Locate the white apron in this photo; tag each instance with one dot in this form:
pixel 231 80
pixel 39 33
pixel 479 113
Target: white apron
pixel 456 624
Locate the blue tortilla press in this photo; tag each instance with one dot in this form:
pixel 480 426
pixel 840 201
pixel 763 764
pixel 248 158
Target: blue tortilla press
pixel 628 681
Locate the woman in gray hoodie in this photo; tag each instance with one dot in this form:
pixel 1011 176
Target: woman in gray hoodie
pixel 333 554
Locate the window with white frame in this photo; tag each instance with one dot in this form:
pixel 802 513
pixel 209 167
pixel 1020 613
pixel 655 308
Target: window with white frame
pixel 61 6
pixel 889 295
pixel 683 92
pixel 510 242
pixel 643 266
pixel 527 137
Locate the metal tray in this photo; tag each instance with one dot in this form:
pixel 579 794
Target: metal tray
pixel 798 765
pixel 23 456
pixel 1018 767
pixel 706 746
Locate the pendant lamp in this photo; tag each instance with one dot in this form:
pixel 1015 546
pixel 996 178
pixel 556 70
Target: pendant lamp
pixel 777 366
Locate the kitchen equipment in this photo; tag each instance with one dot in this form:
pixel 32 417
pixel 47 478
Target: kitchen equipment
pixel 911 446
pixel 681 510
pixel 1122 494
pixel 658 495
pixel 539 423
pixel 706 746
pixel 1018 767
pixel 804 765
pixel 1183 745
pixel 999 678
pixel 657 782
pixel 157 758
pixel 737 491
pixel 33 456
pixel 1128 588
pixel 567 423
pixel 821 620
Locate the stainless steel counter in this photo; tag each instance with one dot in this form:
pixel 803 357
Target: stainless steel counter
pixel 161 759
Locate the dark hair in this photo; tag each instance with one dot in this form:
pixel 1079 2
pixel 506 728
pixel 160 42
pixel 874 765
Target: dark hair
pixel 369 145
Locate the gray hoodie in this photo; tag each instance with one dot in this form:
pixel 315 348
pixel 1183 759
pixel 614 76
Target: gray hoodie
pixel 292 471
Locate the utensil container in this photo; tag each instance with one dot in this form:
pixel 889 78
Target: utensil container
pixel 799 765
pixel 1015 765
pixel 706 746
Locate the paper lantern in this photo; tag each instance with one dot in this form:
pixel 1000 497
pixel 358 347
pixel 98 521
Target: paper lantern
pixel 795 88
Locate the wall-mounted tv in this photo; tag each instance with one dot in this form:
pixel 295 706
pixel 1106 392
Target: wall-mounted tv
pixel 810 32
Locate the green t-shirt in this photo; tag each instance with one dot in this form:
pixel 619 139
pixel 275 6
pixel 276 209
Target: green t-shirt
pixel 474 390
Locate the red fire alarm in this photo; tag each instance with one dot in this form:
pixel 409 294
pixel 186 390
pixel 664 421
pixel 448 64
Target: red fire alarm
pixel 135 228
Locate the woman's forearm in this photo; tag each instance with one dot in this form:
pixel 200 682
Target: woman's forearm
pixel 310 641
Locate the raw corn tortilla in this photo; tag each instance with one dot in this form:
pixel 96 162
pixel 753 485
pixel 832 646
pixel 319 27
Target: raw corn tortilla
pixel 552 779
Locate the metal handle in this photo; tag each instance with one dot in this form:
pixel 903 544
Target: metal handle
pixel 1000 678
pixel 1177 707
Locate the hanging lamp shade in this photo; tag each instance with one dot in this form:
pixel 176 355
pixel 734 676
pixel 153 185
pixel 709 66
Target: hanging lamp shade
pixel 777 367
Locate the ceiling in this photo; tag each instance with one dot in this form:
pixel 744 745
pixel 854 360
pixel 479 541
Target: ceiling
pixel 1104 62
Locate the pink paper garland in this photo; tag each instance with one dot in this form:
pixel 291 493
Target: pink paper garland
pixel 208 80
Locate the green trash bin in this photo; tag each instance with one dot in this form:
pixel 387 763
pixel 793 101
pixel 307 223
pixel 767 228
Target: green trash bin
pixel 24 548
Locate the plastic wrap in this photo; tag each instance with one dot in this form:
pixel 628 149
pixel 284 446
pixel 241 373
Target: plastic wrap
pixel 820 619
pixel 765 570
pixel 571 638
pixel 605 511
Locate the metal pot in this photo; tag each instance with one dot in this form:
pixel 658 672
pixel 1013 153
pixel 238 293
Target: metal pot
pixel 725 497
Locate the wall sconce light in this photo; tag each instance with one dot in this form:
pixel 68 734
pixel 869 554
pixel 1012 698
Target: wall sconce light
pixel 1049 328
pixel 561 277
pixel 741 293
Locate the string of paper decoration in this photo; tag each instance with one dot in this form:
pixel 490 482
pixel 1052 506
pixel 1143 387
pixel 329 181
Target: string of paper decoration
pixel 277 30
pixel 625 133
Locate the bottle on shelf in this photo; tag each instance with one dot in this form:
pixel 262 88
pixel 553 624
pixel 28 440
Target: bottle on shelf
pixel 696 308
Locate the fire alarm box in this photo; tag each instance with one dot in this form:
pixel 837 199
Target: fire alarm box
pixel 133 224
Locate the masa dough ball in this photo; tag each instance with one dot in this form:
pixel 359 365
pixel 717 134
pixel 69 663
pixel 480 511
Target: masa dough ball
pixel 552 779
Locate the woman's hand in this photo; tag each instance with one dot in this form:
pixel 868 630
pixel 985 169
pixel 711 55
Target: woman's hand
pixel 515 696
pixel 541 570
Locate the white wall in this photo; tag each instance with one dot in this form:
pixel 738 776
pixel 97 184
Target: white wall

## Task instructions
Give back the entries exactly. Omit none of them.

## Expected answer
Locate the white apron in this photo; tag each instance with one dot in this form:
pixel 231 80
pixel 39 33
pixel 479 113
Target: white apron
pixel 456 624
Locate the blue tortilla press in this photo; tag each instance with one dot in this form:
pixel 480 426
pixel 840 201
pixel 763 764
pixel 248 158
Target: blue tortilla press
pixel 628 681
Locate the woman in gray hoodie in this photo; tag each instance with one dot in this form:
pixel 1011 176
Target: woman in gray hoodie
pixel 333 554
Locate the window with white frame in this photo; tag each instance with one dot in this form:
pixel 802 513
pixel 209 167
pixel 1020 613
pixel 655 308
Target: window with white frame
pixel 61 6
pixel 889 295
pixel 683 92
pixel 510 242
pixel 643 266
pixel 527 137
Locate the metal tray in this photo; tag each instance with one dot in this form:
pixel 579 794
Target: metal tray
pixel 798 765
pixel 23 456
pixel 1018 767
pixel 706 746
Locate the pendant lamp in this photo; tag each instance with one dot in this form:
pixel 1015 546
pixel 996 178
pixel 556 70
Target: pendant lamp
pixel 777 366
Locate the kitchen equipment in this photo; tag each instance with one dot in this form:
pixel 32 417
pixel 47 478
Target: kitchen equipment
pixel 911 446
pixel 681 510
pixel 1122 494
pixel 658 495
pixel 539 423
pixel 706 746
pixel 1018 767
pixel 804 765
pixel 1183 745
pixel 999 678
pixel 657 782
pixel 157 758
pixel 737 491
pixel 33 456
pixel 1128 588
pixel 567 423
pixel 821 620
Locate the stainless steel counter in this photo; tag each instance with one dot in this form:
pixel 803 357
Target: stainless steel counter
pixel 161 759
Locate the dark hair in this photo; tag each instance with one dot in this form:
pixel 1079 2
pixel 506 728
pixel 160 42
pixel 874 765
Target: dark hair
pixel 369 145
Locate the gray hoodie in this photo; tag each instance with one dot in this form:
pixel 315 348
pixel 1183 759
pixel 614 76
Target: gray hoodie
pixel 292 471
Locate the utensil container in this photo; tag each instance with one dot in this form:
pixel 889 78
Target: utensil container
pixel 799 765
pixel 1015 765
pixel 706 746
Locate the paper lantern in this photo; tag each instance with one dot in this form:
pixel 1000 497
pixel 358 347
pixel 98 521
Target: paper lantern
pixel 795 88
Locate the wall-mounted tv in this photo; tag each instance with one dot in this form:
pixel 295 706
pixel 1106 392
Target: wall-mounted tv
pixel 810 32
Locate the green t-shirt in this photo; tag each instance with one dot in this form:
pixel 619 139
pixel 275 6
pixel 276 209
Target: green t-shirt
pixel 474 390
Locate the red fire alarm in this photo; tag each instance with one dot in this form:
pixel 409 294
pixel 186 390
pixel 664 421
pixel 448 64
Target: red fire alarm
pixel 135 228
Locate the woman's forearm in this photo; tag each instance with one dot in this form:
pixel 200 682
Target: woman's forearm
pixel 310 641
Locate the raw corn tortilla in this photo; tag each instance with one dot in this form:
pixel 96 162
pixel 753 485
pixel 832 646
pixel 319 27
Target: raw corn tortilla
pixel 552 779
Locate the metal handle in this photo; tag each instance with one dot in this form:
pixel 903 544
Target: metal handle
pixel 1000 678
pixel 1177 707
Locate the hanging lamp shade in this photo; tag each instance with one dot in this form:
pixel 176 355
pixel 734 676
pixel 153 185
pixel 709 66
Target: hanging lamp shade
pixel 777 367
Locate the ceiling in this photo; tag each instance with one dot in this form:
pixel 744 745
pixel 854 360
pixel 479 541
Target: ceiling
pixel 1104 62
Locate the pink paper garland in this photo; tag each instance with one dot in this form:
pixel 291 493
Target: pink paper garland
pixel 208 80
Locate the green trash bin in this photo; tag each instance with one dot in this form:
pixel 387 763
pixel 793 101
pixel 307 223
pixel 767 228
Target: green trash bin
pixel 24 548
Locate the plastic wrap in this photo; tag each instance with one dot in this form:
pixel 628 149
pixel 284 446
pixel 241 373
Target: plastic wrap
pixel 820 619
pixel 765 570
pixel 571 638
pixel 605 511
Locate the metal pot in this photo; tag each instance with one dot in this form:
pixel 658 672
pixel 1013 153
pixel 238 293
Target: metal pot
pixel 725 497
Locate the wall sconce light in this photo; tag each instance with one dot in this form:
pixel 68 734
pixel 869 554
pixel 1012 698
Target: wall sconce light
pixel 1049 328
pixel 561 277
pixel 741 293
Locate the string of paper decoration in this photo; tag each instance with one dot in this form:
pixel 490 482
pixel 1052 506
pixel 1143 387
pixel 329 181
Target: string of paper decoration
pixel 277 30
pixel 625 133
Locate the bottle on shelf in this photo; tag each instance with one dot in this form:
pixel 262 88
pixel 553 624
pixel 28 440
Target: bottle on shelf
pixel 696 308
Locate the fire alarm box in this photo; tag each instance with one dot in this form:
pixel 837 199
Target: fire alarm box
pixel 133 224
Locate the masa dough ball in this photo; tag each instance with one dot in this form:
pixel 359 365
pixel 717 134
pixel 69 663
pixel 480 511
Target: masa dough ball
pixel 552 779
Locate the woman's hand in this photo; tag each instance with one dot in this form:
pixel 868 630
pixel 985 169
pixel 711 55
Target: woman's hand
pixel 515 696
pixel 541 570
Locate the white wall in this photo; tag each instance with one dot in this form:
pixel 738 776
pixel 97 184
Target: white wall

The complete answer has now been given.